Among the lines below, tally those that hold "shop". Return the number and nothing more.

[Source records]
::::

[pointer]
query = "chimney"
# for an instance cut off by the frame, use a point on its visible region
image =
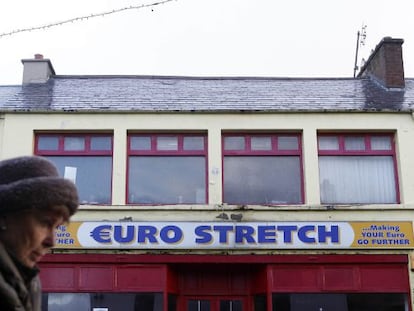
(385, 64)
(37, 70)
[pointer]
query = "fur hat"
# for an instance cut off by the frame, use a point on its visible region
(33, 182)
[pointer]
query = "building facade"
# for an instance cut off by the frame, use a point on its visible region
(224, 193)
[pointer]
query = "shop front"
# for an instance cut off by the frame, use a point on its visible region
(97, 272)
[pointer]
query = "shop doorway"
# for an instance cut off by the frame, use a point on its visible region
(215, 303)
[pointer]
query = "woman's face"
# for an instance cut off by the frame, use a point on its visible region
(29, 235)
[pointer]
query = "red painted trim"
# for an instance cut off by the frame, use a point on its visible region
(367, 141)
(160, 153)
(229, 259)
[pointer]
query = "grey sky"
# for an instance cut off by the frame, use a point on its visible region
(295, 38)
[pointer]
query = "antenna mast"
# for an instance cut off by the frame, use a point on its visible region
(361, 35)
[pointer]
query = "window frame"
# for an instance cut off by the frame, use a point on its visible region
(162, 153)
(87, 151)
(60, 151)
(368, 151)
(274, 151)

::::

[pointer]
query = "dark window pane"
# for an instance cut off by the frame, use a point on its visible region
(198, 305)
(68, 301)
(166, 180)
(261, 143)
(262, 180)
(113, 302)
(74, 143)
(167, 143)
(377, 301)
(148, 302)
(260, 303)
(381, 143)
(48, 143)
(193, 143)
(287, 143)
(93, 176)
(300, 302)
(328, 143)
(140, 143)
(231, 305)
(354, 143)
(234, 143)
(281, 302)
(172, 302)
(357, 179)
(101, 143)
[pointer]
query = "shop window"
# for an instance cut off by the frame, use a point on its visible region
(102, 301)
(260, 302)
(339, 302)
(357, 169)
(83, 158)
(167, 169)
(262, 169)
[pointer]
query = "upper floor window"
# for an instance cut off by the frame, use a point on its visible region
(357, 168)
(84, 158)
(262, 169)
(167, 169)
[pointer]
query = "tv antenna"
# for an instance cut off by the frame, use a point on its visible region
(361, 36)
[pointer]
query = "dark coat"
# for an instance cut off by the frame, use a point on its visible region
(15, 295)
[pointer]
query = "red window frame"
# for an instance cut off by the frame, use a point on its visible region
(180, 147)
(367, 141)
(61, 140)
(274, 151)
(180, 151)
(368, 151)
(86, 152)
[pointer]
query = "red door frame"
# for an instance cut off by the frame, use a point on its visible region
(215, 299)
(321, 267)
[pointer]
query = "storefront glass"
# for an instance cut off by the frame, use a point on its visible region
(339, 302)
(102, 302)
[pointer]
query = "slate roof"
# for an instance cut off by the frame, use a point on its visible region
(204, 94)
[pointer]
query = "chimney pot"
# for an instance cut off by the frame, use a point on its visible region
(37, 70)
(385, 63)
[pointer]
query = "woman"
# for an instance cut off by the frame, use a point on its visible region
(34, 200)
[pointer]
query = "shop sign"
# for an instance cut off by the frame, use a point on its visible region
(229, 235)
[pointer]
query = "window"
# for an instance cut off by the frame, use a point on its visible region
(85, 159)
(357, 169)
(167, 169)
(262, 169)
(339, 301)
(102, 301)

::::

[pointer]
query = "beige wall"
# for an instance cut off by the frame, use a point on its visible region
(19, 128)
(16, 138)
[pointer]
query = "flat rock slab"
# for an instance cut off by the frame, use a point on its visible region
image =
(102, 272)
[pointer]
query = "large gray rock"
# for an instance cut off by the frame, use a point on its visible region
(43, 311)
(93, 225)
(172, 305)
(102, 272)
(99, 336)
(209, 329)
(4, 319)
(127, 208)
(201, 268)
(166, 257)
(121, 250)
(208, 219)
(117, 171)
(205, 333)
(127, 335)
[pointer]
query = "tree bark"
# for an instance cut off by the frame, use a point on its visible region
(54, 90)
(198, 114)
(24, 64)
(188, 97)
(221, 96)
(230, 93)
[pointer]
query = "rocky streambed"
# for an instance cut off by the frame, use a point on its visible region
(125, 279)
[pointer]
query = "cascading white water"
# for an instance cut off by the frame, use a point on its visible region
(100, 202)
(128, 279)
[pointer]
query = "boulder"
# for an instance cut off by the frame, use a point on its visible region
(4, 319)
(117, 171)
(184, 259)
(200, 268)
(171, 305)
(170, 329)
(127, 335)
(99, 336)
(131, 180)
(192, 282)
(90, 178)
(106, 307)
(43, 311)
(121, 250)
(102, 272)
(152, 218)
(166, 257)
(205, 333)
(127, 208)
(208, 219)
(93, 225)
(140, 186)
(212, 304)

::::

# [RESPONSE BOX]
4